> [POKAZANY TEKST]
____

O rosnącym niebezpieczeństwie, jakie swoim wyjściem z zakładu stworzy on na obszarze całego kraju, od tygodni informują media, politycy, prawnicy i psychologowie. Ich zdaniem wypuszczony na wolność Trynkiewicz jest zdolny do nie wiadomo czego, dlatego z dużym prawdopodobieństwem może coś zrobić albo nie. Nikt nie wierzy, że rząd Tuska zdoła go powstrzymać, a chora służba zdrowia, kierowana przez ministra Arłukowicza – uzdrowić.
Panuje przekonanie, że dla Trynkiewicza w porządnym kraju miejsca nie ma, dlatego nie wyklucza się, że może on zostać przez społeczeństwo złapany i przykładnie zlinczowany.
Próbuje się nas uspokajać informacjami, że w więzieniu Trynkiewicz przeszedł terapię, a nawet objawił pewien talent w dziedzinie rysunku. Możliwe, ale przecież fakt, że Trynkiewicz wziął się do uprawiania sztuki, to najlepszy dowód, że nadal ma ze sobą problemy i nie jest zupełnie normalny. Lekarze znający Trynkiewicza nie pozostawiają złudzeń: mimo przebytej w więzieniu terapii ten człowiek po opuszczeniu więzienia może pojawić się wszędzie.
Podobno najbardziej zagrożona jest aglomeracja śląska, którą kilkanaście dni temu zbulwersowała informacja, że Trynkiewicz może w niej zamieszkać. Główne wydania wiadomości największych stacji telewizyjnych pokazały drastyczne i budzące grozę zdjęcia klatki schodowej i mieszkania, w którym Trynkiewicz może zacząć w biały dzień przebywać, jeśli nikt go nie powstrzyma. Zagrożeni sąsiedzi (mówi się, że mogą znajdować się wśród nich także przyszłe ofiary Trynkiewicza) wraz z miejscową władzą przystąpili już do akcji protestacyjnej mającej na celu niewpuszczenie Szatana z Piotrkowa na teren aglomeracji.
Część opinii publicznej ze zdziwieniem przyjęła informację, że w normalnym demokratycznym kraju Trynkiewicza nie można ponownie zamknąć, dopóki nie popełni jakiegoś przestępstwa. A jakie mamy gwarancje, że Trynkiewicz jakieś przestępstwo popełni?
Nie da się przecież wykluczyć, że Trynkiewicz okaże się tak chytry, że żadnego przestępstwa nie popełni i będzie sobie spokojnie żył, co ze względów bezpieczeństwa jest zupełnie nie do przyjęcia. Jedyna nadzieja w tym, że zwyrodnialec ten, śledzony dzień i noc przez policję, dziennikarzy i sąsiadów, fotografowany przez paparazzich i zmuszany do udzielania wywiadów, sam w końcu przyjdzie na komisariat i poprosi, żeby go zamknąć, zanim zrobi komuś krzywdę.

____

> [ZADANIE 1]
Przepisz dokładnie fragment tekstu o Trynkiewiczu, zaczynając od słów "Podobno najbardziej zagrożona" i kończąc na słowach "jakieś przestępstwo popełni?".
> [ZADANIE 2]
Która aglomeracja jest według tekstu o Trynkiewiczu podobno najbardziej zagrożona?
> [ZADANIE 3]
Wymień wszystkich, którzy według tekstu o Trynkiewiczu od tygodni informują o rosnącym niebezpieczeństwie związanym z jego wyjściem z zakładu.
Rekordy nie mają żadnego związku z tekstem o Trynkiewiczu.

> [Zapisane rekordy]
____

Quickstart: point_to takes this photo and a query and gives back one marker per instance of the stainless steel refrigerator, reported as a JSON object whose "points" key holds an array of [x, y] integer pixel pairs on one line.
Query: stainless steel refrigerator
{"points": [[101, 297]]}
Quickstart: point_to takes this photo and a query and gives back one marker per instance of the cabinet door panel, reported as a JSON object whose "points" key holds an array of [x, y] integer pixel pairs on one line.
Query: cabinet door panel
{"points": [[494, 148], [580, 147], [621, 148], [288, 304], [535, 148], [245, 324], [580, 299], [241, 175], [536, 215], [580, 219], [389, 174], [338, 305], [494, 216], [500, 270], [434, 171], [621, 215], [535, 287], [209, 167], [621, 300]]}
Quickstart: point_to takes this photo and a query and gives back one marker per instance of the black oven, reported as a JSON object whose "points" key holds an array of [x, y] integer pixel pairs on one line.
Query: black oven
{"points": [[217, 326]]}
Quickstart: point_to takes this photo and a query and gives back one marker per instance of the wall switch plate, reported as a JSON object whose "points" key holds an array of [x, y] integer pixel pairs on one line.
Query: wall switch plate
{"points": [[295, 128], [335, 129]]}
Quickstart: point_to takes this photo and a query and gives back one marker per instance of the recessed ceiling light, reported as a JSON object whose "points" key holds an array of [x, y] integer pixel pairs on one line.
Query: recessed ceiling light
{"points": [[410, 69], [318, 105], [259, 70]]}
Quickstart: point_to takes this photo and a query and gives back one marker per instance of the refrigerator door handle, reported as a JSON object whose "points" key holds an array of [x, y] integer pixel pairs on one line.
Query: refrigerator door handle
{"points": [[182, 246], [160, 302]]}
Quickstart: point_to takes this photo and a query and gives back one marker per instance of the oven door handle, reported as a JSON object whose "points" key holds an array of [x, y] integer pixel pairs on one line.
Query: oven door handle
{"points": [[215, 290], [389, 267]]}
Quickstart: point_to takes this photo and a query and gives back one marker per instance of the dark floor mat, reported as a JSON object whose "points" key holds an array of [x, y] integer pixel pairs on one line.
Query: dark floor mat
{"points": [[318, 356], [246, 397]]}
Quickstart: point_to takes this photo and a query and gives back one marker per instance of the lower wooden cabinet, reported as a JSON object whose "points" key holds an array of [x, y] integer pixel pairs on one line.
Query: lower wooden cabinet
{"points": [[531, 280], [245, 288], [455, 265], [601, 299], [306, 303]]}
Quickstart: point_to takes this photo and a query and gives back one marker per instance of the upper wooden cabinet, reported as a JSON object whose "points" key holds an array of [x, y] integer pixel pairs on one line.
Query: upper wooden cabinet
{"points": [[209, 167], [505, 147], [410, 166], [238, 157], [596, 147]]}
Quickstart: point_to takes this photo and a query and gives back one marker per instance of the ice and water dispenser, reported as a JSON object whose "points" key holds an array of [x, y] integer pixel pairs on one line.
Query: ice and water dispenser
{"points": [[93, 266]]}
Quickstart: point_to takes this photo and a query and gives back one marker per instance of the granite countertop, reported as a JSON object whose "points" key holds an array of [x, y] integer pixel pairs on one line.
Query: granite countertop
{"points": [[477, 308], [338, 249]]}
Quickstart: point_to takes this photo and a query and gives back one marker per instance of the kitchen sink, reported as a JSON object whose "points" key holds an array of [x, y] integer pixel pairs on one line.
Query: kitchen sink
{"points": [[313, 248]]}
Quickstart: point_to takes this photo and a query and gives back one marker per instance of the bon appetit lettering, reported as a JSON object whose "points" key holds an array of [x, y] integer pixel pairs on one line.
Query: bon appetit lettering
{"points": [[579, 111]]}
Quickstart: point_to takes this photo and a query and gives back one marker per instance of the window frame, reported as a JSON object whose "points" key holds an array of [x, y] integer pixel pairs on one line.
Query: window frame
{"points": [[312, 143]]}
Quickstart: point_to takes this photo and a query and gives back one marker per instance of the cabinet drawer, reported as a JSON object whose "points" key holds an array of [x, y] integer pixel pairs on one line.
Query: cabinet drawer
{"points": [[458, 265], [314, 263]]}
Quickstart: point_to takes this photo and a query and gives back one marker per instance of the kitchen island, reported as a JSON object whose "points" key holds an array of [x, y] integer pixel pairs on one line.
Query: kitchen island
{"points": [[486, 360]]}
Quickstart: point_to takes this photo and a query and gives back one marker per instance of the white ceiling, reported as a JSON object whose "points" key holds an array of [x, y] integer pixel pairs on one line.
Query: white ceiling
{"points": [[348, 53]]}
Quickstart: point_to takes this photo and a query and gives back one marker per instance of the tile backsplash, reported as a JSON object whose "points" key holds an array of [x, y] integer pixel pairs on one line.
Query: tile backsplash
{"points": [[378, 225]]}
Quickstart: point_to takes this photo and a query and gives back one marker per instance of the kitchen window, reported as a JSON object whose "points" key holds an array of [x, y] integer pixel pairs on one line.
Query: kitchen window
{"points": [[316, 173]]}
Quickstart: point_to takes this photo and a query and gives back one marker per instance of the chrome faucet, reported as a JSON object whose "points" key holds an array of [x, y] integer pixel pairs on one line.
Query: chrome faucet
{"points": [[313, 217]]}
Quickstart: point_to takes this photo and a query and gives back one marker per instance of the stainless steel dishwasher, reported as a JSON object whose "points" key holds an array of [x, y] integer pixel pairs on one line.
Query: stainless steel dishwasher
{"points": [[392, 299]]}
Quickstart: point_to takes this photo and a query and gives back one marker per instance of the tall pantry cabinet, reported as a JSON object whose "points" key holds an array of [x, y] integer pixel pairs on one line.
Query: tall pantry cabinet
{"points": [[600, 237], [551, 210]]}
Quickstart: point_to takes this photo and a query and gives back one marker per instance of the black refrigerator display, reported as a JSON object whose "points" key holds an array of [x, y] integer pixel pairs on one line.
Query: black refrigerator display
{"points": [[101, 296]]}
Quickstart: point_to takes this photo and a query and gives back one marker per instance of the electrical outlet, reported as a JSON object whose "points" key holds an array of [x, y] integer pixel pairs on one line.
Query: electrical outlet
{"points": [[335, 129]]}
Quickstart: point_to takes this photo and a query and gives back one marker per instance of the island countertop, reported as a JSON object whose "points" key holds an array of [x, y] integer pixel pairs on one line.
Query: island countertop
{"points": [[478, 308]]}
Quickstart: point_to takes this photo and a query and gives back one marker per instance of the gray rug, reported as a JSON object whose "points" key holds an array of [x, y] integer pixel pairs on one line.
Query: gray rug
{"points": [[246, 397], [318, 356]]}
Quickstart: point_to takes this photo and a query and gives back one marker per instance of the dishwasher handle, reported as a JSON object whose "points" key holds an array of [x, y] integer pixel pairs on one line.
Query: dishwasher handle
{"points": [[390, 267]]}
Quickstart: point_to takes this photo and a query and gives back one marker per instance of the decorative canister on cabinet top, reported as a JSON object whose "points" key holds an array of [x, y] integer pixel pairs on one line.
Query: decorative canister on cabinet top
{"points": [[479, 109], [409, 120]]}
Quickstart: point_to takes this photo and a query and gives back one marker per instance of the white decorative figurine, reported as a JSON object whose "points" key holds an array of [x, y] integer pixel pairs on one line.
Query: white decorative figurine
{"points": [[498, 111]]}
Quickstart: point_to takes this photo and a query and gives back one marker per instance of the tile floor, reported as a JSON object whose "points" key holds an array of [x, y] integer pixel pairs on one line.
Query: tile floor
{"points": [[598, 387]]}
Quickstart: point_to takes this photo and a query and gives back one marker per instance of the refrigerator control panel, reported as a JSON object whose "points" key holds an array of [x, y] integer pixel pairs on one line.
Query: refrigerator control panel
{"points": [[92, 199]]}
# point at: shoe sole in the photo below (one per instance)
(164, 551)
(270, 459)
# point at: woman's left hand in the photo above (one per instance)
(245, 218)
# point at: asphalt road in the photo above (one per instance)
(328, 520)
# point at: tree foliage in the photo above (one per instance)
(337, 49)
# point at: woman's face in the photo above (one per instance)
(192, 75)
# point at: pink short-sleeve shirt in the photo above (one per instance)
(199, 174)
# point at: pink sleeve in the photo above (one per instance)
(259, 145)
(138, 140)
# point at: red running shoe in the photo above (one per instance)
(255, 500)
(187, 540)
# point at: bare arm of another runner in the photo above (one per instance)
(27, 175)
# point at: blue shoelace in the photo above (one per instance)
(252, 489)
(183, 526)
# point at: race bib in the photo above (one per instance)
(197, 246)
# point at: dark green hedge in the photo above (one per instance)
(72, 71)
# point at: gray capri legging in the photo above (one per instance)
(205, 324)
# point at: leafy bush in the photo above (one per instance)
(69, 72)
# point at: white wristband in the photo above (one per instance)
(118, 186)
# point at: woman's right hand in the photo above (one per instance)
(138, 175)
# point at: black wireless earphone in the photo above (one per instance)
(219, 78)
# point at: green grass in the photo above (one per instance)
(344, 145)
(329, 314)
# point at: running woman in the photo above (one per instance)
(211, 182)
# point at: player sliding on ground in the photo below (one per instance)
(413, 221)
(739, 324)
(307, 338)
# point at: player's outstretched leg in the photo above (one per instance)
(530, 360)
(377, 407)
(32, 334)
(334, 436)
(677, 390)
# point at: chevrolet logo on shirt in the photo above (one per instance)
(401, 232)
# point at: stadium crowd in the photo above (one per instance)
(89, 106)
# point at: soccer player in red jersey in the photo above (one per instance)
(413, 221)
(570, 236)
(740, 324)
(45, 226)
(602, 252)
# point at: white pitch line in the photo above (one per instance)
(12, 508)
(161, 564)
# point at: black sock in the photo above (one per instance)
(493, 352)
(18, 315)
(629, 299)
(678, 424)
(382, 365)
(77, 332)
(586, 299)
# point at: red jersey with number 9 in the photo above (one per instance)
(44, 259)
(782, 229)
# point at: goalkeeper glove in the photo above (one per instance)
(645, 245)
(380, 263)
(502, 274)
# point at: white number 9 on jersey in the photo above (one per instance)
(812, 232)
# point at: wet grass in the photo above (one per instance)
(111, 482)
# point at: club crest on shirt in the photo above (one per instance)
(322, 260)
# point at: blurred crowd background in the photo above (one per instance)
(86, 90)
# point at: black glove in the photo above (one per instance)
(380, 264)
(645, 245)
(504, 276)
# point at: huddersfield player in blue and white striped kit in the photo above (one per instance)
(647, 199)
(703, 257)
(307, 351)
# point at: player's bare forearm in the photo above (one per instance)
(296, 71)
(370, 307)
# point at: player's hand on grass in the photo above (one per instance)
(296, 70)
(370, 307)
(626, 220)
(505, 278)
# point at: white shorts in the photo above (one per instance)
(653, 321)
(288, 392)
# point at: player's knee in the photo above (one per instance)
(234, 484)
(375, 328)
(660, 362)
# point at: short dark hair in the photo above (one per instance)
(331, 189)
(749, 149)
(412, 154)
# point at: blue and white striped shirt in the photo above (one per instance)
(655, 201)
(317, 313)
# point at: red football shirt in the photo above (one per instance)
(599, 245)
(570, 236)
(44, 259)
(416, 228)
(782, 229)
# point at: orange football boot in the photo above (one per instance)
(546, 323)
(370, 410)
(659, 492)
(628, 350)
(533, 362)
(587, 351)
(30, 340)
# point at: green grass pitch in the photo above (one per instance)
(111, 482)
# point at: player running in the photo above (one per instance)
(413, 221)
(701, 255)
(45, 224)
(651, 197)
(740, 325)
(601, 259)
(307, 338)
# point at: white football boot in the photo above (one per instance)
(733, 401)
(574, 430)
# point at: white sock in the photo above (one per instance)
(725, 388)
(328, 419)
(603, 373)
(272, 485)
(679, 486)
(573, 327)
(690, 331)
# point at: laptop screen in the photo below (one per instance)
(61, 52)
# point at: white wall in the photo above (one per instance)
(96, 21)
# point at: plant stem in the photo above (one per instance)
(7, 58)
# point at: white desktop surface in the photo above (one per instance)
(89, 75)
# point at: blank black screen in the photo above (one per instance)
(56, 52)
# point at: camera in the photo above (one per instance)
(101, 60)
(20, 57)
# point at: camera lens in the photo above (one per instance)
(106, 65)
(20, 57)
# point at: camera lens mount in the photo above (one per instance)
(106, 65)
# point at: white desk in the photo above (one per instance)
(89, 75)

____

> [ODPOWIEDŹ 1]
Podobno najbardziej zagrożona jest aglomeracja śląska, którą kilkanaście dni temu zbulwersowała informacja, że Trynkiewicz może w niej zamieszkać. Główne wydania wiadomości największych stacji telewizyjnych pokazały drastyczne i budzące grozę zdjęcia klatki schodowej i mieszkania, w którym Trynkiewicz może zacząć w biały dzień przebywać, jeśli nikt go nie powstrzyma. Zagrożeni sąsiedzi (mówi się, że mogą znajdować się wśród nich także przyszłe ofiary Trynkiewicza) wraz z miejscową władzą przystąpili już do akcji protestacyjnej mającej na celu niewpuszczenie Szatana z Piotrkowa na teren aglomeracji.
Część opinii publicznej ze zdziwieniem przyjęła informację, że w normalnym demokratycznym kraju Trynkiewicza nie można ponownie zamknąć, dopóki nie popełni jakiegoś przestępstwa. A jakie mamy gwarancje, że Trynkiewicz jakieś przestępstwo popełni?

> [ODPOWIEDŹ 2]
Aglomeracja śląska.

> [ODPOWIEDŹ 3]
Media, politycy, prawnicy i psychologowie.